Extracted material:
--- start ---

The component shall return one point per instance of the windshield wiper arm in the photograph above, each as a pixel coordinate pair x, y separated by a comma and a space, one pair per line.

--- end ---
--- start ---

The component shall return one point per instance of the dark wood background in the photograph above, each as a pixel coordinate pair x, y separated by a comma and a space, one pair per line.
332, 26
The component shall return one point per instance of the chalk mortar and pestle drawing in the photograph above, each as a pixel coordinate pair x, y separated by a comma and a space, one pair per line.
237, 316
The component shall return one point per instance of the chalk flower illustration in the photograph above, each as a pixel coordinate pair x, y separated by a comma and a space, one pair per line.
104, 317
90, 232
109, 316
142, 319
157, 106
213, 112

--- end ---

Stated goal: Pick out every row above that contains the string "mortar", with case counting, and copy each of those rows in full.

Written solution:
The component shall return one point per instance of the chalk mortar and pestle drawing in the photograph above, each as a pixel coordinate pair x, y separated by a comma and a space, one pair per line.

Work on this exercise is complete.